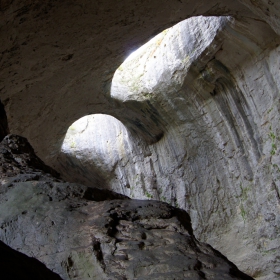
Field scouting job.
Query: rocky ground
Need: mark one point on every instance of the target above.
(87, 233)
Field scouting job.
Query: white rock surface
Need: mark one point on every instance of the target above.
(210, 85)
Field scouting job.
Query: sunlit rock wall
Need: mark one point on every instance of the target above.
(208, 88)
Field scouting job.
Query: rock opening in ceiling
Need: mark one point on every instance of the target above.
(198, 130)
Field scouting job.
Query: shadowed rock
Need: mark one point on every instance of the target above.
(79, 234)
(15, 265)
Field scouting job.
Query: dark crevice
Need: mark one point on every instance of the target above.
(96, 245)
(4, 129)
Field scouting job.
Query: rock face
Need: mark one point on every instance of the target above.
(79, 235)
(201, 132)
(210, 87)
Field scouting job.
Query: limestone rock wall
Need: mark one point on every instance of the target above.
(79, 234)
(207, 142)
(211, 88)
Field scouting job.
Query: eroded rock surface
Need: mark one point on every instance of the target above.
(80, 237)
(211, 85)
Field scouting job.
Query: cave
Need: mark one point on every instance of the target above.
(151, 126)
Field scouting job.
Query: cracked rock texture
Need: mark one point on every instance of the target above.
(81, 236)
(199, 115)
(209, 88)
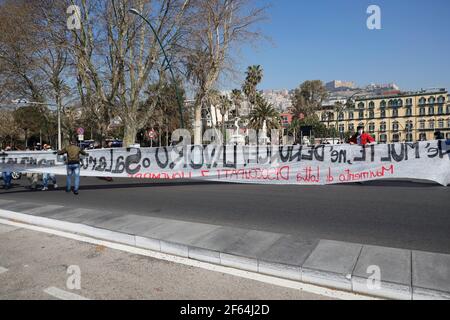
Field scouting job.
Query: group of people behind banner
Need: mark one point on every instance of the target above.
(73, 157)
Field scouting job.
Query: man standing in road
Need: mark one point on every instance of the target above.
(7, 175)
(48, 176)
(73, 153)
(361, 138)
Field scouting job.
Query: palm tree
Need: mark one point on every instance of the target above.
(224, 105)
(339, 107)
(236, 97)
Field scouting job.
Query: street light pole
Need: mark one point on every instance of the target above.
(180, 105)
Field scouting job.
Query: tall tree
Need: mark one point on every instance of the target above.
(253, 78)
(118, 56)
(217, 27)
(236, 98)
(20, 73)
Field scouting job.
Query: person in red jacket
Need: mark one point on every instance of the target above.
(361, 138)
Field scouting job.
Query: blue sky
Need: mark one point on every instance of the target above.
(329, 39)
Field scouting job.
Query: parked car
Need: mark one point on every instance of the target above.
(15, 175)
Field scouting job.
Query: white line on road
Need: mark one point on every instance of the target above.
(332, 293)
(63, 295)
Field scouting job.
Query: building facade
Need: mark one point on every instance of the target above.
(408, 116)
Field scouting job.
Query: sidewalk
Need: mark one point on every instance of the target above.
(405, 274)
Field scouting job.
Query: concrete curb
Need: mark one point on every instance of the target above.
(328, 279)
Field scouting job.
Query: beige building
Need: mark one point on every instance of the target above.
(408, 116)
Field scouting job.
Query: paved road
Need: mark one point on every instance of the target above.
(393, 214)
(35, 266)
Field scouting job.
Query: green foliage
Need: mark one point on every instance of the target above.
(264, 111)
(308, 98)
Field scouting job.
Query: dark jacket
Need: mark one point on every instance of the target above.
(73, 154)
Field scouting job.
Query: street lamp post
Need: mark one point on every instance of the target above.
(180, 105)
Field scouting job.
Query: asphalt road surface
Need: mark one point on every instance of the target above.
(38, 266)
(394, 214)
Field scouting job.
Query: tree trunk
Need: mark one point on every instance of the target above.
(130, 132)
(198, 124)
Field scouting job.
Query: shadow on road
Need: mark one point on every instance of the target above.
(17, 188)
(117, 184)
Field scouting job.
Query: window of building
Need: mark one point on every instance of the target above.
(422, 124)
(431, 124)
(361, 115)
(396, 138)
(395, 126)
(409, 112)
(409, 125)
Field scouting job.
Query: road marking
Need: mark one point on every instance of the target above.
(63, 295)
(331, 293)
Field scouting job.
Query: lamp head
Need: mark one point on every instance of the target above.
(134, 11)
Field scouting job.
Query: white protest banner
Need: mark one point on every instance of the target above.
(301, 165)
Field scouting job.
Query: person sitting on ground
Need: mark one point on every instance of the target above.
(48, 176)
(7, 174)
(361, 138)
(439, 135)
(73, 153)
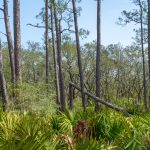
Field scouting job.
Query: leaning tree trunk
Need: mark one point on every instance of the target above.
(46, 41)
(59, 60)
(3, 83)
(55, 57)
(9, 40)
(79, 54)
(98, 52)
(17, 39)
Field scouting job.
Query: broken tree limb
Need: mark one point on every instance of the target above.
(102, 101)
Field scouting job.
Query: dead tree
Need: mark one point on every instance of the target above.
(97, 100)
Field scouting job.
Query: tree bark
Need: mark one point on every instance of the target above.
(17, 39)
(79, 55)
(3, 83)
(143, 55)
(98, 52)
(56, 67)
(9, 41)
(148, 1)
(46, 42)
(59, 60)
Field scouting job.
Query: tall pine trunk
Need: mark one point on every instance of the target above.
(9, 41)
(148, 1)
(98, 52)
(17, 39)
(56, 68)
(79, 54)
(59, 60)
(143, 55)
(46, 42)
(3, 83)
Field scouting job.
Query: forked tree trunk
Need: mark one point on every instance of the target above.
(59, 60)
(17, 39)
(55, 57)
(79, 54)
(3, 83)
(9, 41)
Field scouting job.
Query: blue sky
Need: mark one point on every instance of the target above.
(111, 10)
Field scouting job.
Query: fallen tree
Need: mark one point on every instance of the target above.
(95, 99)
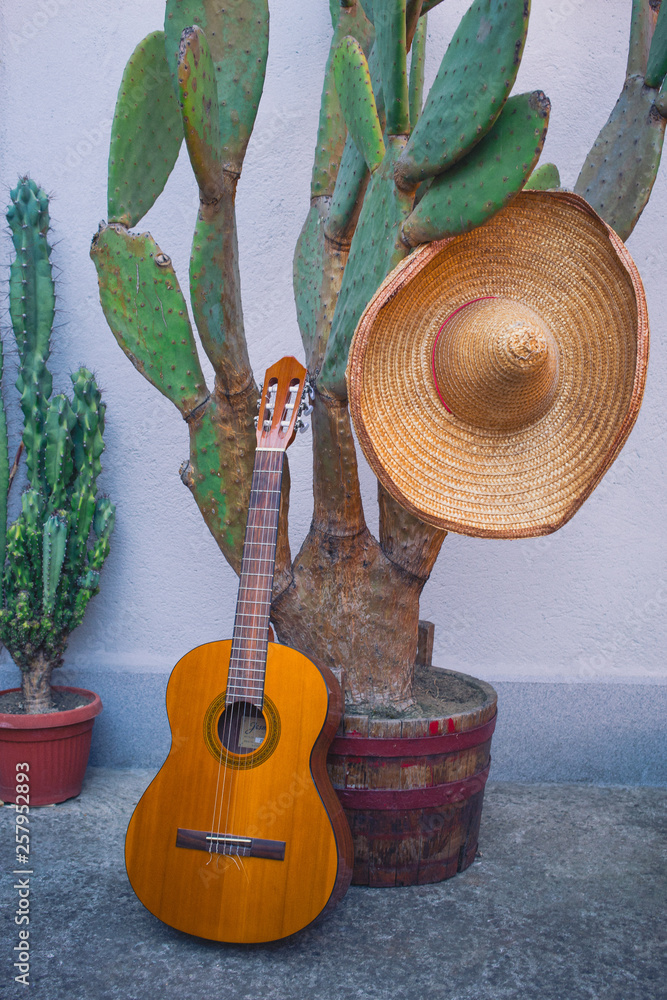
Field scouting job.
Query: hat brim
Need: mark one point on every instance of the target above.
(550, 251)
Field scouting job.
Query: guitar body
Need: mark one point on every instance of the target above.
(295, 858)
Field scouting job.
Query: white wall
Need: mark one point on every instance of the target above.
(587, 604)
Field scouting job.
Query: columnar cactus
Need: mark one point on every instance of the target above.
(52, 566)
(388, 175)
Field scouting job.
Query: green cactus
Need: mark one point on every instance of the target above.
(470, 89)
(621, 167)
(52, 566)
(485, 180)
(543, 178)
(146, 133)
(386, 175)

* YOUR INSTRUCTIONS:
Return each line of the entries above that contains the word "tall", copied unchanged and in the order the lines appear.

* SOLUTION TO THE EXERCISE:
Query: tall tree
Query: tall pine trunk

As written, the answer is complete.